═══ DOCUMENT TEXT ═══

The Seed of Hope

A gift for tomorrow

Away from the darkness...

Saturday, April 11, 2009

 

Even as I was working on last Monday’s post about coincidences I was formulating ideas for this week’s topic. And I have to tell you, I was really excited about it! It was going to be about a men’s retreat, given by one of our local churches, that I attended a couple of weeks ago.

 

My intention was to share some of my retreat “experience” with you, and perhaps more importantly, tell you how I have felt the presence of the Holy Spirit with me since that weekend. I thought, “This is Holy Week. With all the focus in the Bible on Christ’s promise of the Holy Spirit during His last days, what better time to share the amazing amount of comfort, strength, and empowerment that I have been blessed with during the past two weeks.”

 

One of my favorite sayings is that “Life often gets in the way of our best intentions.” Think about that one for a minute……How many times have you meant to do something, like going to see a friend that is sick, or sitting down to write a thank you note? How about something that would improve the quality of your own life, like going to the gym, or sticking to that diet, or going to church regularly? You really meant to do those things, didn’t you? It may have been your intention to do those things, but for some reason or another, they never got done. And look, I’m not throwing stones at you; I’ve been guilty of all of the above at some time. Like I said, sometimes life just gets in the way….

═══ INFORMATION GIVEN ═══

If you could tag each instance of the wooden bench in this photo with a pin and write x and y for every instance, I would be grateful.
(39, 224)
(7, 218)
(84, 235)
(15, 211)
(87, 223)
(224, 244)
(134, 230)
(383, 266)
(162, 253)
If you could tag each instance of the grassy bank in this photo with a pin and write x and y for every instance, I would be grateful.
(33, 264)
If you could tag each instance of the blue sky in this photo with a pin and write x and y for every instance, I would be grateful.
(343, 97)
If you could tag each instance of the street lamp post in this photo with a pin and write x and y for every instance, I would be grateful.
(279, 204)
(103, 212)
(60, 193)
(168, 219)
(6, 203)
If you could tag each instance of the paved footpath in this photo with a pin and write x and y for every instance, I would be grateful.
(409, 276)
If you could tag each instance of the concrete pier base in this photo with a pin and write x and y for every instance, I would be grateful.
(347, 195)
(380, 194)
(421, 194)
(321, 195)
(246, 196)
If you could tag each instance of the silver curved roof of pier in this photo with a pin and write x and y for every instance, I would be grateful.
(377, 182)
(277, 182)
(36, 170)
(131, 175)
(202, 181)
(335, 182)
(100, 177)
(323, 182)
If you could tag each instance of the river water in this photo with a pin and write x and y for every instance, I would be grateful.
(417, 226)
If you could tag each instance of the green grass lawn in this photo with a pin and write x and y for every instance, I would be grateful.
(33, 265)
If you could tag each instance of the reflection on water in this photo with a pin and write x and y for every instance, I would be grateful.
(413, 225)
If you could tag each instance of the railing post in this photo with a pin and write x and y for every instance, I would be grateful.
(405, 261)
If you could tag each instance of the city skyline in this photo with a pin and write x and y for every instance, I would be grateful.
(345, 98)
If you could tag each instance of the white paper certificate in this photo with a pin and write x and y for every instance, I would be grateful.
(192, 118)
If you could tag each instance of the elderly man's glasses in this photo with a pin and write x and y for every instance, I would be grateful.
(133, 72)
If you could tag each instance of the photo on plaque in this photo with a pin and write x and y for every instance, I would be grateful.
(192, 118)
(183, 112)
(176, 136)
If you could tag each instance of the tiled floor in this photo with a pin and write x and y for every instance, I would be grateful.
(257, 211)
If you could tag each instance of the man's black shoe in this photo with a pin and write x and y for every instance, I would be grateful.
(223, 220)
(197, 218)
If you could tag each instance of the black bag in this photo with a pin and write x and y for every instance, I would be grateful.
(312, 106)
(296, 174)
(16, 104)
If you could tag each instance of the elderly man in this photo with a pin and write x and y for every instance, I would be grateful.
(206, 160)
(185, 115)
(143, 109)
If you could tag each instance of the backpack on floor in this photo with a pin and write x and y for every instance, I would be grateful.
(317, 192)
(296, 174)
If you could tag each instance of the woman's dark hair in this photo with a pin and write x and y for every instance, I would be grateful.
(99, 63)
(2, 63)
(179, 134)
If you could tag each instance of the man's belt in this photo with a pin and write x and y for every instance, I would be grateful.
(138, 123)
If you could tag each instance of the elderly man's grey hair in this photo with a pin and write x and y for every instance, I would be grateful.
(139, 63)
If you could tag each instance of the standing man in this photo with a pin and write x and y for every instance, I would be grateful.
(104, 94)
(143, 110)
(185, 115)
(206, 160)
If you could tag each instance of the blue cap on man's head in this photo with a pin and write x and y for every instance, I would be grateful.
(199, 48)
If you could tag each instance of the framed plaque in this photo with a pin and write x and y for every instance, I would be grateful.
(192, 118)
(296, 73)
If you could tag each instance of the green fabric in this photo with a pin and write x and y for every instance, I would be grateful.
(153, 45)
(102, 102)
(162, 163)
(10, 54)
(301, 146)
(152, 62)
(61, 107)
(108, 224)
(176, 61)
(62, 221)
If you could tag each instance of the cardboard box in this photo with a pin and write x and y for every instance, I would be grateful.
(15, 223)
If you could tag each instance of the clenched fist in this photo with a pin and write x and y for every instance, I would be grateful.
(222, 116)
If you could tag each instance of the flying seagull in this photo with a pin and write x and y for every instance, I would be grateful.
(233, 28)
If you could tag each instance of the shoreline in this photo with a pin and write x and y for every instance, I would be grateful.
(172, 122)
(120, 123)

═══

(TASK LIST):
1) In two sentences, what does the blog post say?
2) Do these statements agree with the blog post? For each, answer yes or no and quote the deciding words.
(a) The retreat was given by a local church.
(b) The post is dated on a Sunday.
(c) The writer claims never to have neglected such good intentions.
3) Proceed with the blog post from the point where it stops.
The records are separate material, unrelated to the blog post.

(ANSWER SET):
1) The writer had planned to write about a men's retreat given by a local church a couple of weeks earlier, and about the comfort and strength of the Holy Spirit felt since then, since it was Holy Week. The writer then turns to a favorite saying, that life often gets in the way of our best intentions, and admits to having fallen short of such intentions too.

2)
(a) Yes: "given by one of our local churches"
(b) No: "Saturday, April 11, 2009"
(c) No: "I’ve been guilty of all of the above at some time."

3)
 

From gladness to gloom.

 

This week, my week, which began with so much promise, so much joy, so much passion for God, and so much gratefulness for Jackie and for my family and my friends and my business and who I am and my purpose in life, and EVERYTHING turned out to be one of the most difficult weeks that I’ve had in a long time.

 

Every time I sat down to work on this post there was a distraction. There were computer problems in the salon, and a seemingly endless stream of people that work for us with some gripe to tell me about. Time management, usually one of my assets, mysteriously disappeared. I received some amazing, humbling, inspiring e-mails and couldn’t find time to respond to them, which made matters worse. I lost my temper at a team meeting. I lost my temper at home; Jackie and I got into a couple of disagreements over nothing. Life was everything but normal.

 

What made matters worse is that I was aware that I was in a funk, a downward spiral, a deep hole….during those moments when I was losing my temper, I was aware of it. I knew that I was overreacting to situations, taking things personally, and showing my derriere. I was aware of what I was doing, knew that I shouldn’t be doing it, but did it anyway. I seemingly had no control over my actions.

 

I think that this is a perfect time to tell you about one of my morning rituals.

 

Each day I get up at least 30 minutes before Jackie and head to my sanctuary, our kitchen. I take a seat in my favorite chair, my “prayer chair”, and spend those 30 minutes in prayer and reflection. I’ve followed this routine, sat in my prayer chair, since November of 2006. I’d like to spend more time talking about my chair, but I believe that it deserves a post of its own, so for now I’ll simply say that I found my salvation sitting in this chair! (I’m sitting in it at this very moment.) But this week, not even time in my prayer chair was able to turn things around for me.

 

Last night I lay in bed reflecting on the past few days, and came to the startling realization that I, Sam Maniscalco, Mr. Awesome Everyday, soldier of Christ, messenger of God, was without that which I try to convey to you through this site: Hope. I drifted off to sleep in prayer, asking God to help me find me.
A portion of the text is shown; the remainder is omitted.